SET TASK 1
According to the news article about the Mid Valley housing project, what is the area median income in Routt County for a family of four?
SET TASK 2
Pick up the news article about the Mid Valley housing project after its final sentence and keep writing.

Housing Authority's, 234-unit Mid Valley project clears Planning Commission; Goes to Council Aug. 22

Project includes 84 for sale units and 150 rental units across four buildings targeting folks of middle incomes from 80% to 140% area median income.

The Yampa Valley Housing Authority’s Mid Valley project received two recommendations for approval from the planning commission at the end of July that will be considered by Steamboat Springs City Council in a busy meeting on Aug. 22.


The project, which includes 84 units that will be available for purchase and 150 rental units, will include four buildings on the parcel located along U.S. Highway 40 in Steamboat adjacent to Young Tracks and UCHealth Urgent Care.


Mid Valley is being targeted at what housing authority Executive Director Jason Peasley said is often described as the "missing middle," targeting folks that make too much money to qualify for low-income housing but are still priced out of a housing market that is seeing condos in Steamboat go for nearly a $1 million and single-family homes sell for $1.6 million on average.


Mid Valley is being targeted at 80% area median income to 140% AMI. In Routt County, the AMI for a single person is $75,900 a year and for a family of four is $108,300 a year.


“This is the first time in a long time that the housing authority has been able to do for sale product,” Peasley said. “What were looking to do is to provide housing at those moderate-income levels for both renters and people looking to purchase homes.”


The housing authority’s Sunlight Crossings project also targeted the so-called “missing middle,” with units there being for people who make 80% AMI to 120% AMI. Peasley said they have learned from that project though, so Mid Valley will offer more stratification of incomes.


While Sunlight Crossings targeted just 80% and 120%, Peasley said Mid Valley will have units targeted at 80%, 90%, 100%, 120% and 140% AMIs. One issue that arose at Sunlight Crossings, was someone would make just over the 80% AMI threshold, and the 120% AMI targeted units sometimes had rents too expensive for them.

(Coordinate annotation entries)

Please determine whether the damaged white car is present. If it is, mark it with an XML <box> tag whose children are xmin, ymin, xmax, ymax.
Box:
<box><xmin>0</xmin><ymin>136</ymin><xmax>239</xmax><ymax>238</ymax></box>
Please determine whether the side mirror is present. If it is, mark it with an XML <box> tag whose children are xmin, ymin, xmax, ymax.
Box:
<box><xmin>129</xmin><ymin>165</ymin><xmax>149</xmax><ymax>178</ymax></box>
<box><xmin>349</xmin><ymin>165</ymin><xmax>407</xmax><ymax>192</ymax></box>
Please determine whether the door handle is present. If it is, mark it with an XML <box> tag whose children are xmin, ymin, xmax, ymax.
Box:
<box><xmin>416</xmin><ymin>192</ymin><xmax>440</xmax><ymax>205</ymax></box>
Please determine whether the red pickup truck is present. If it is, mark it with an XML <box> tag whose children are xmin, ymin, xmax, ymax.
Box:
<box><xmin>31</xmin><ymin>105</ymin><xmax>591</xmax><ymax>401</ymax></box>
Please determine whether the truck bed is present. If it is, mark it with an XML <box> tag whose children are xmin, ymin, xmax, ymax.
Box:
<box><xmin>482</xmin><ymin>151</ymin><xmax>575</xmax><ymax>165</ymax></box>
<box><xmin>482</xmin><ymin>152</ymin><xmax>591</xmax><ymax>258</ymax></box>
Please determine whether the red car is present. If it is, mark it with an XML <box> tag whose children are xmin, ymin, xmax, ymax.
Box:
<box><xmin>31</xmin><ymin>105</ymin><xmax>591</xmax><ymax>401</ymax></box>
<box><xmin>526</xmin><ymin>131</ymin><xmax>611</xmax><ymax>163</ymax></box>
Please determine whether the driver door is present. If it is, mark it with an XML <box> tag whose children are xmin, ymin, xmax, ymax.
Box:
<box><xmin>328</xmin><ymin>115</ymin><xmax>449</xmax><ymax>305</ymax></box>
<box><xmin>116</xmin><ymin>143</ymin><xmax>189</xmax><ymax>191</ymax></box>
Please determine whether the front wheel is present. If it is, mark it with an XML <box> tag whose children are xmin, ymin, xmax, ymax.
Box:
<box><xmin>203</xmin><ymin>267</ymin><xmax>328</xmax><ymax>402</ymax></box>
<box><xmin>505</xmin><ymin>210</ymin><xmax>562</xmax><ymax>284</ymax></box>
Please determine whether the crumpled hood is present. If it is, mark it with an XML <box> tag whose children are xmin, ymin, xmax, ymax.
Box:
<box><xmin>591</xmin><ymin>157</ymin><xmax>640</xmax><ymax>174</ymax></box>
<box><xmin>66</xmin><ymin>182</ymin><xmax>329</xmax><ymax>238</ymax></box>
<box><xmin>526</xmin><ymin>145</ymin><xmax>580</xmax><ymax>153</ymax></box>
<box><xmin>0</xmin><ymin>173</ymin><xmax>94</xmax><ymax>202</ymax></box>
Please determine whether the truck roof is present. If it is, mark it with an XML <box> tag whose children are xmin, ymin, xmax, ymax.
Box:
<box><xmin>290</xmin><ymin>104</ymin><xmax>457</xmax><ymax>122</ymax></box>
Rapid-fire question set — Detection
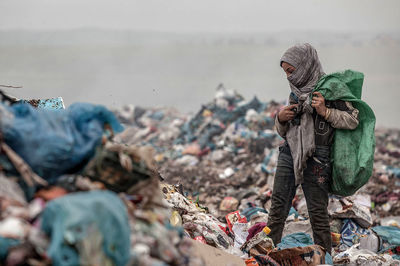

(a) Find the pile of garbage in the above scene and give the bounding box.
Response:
[0,94,202,265]
[0,85,400,265]
[111,86,400,265]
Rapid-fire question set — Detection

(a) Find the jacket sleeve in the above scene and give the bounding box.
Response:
[326,100,359,129]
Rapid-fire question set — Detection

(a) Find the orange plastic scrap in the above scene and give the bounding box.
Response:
[244,258,260,266]
[35,187,68,201]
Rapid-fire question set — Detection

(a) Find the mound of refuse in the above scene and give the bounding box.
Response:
[0,85,400,265]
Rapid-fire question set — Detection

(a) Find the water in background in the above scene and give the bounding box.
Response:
[0,31,400,128]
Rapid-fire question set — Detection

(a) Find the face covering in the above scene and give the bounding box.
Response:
[280,43,325,185]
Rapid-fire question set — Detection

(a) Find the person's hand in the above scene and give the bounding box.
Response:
[278,104,298,123]
[311,91,326,117]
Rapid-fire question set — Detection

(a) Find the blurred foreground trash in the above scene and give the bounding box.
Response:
[0,85,400,265]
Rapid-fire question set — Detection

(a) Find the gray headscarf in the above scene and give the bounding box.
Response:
[280,43,325,185]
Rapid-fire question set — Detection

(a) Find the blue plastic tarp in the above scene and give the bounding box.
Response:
[0,103,123,181]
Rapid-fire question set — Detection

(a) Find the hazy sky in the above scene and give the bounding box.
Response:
[0,0,400,32]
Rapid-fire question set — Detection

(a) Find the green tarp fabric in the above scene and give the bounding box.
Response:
[314,70,375,196]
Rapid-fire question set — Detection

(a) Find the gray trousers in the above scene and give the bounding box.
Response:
[267,143,332,253]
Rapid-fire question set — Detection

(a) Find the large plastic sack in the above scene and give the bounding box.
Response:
[314,70,375,196]
[0,103,123,181]
[41,191,130,265]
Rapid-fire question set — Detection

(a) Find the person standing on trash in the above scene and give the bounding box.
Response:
[267,43,359,253]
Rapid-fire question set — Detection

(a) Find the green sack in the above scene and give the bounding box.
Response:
[314,70,375,196]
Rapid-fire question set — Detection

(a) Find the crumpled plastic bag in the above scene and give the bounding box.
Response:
[0,103,123,181]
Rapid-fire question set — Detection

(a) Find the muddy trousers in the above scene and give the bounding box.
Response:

FINAL RESULT 1
$108,300 a year.

FINAL RESULT 2
“That’s part of the reason that we wanted to add more stratification, so that as people top out, say they come in and think they are 80% AMI and it turns out they are 87%, there is a 90% unit for them or a 100% unit for them,” Peasley said. “We’re trying to tailor the different tiers of income on the rental side to what the individuals make.”


Peasley said the housing authority has received a $4 million grant from the state of Colorado to help deliver affordability with Mid Valley.


The two larger buildings in the project will contain 150 rental units, with the other two buildings containing 42 for-sale units each. Peasley said parking was a significant consideration in the design process, which resulted in parking being placed underneath buildings. The community development code would require at least 312 parking spaces, and the housing authority is proposing 406 spaces in total.


City Planner Kelly Douglas said staff supported the development plan and each of the five variants needed on the project, many of which are variances the housing authority has needed for each of their projects. The planning commission approved the development plan and variances in a 4-2 vote. Planning Commission also unanimously approved a second preliminary plat on the project, which divides the parcel to separate the rental and for sale components of the project. Council will consider each on Aug. 22.


The housing authority previously obtained the first preliminary plat on the project, allowing some work to start before council considers the development plan. Peasley said they intend to break ground on the project this year, with some site work and grading starting in the coming weeks.


Top Photo Caption: A rendering of buildings that are part of the Mid Valley Project. (Yampa Valley Housing Authority/Courtesy)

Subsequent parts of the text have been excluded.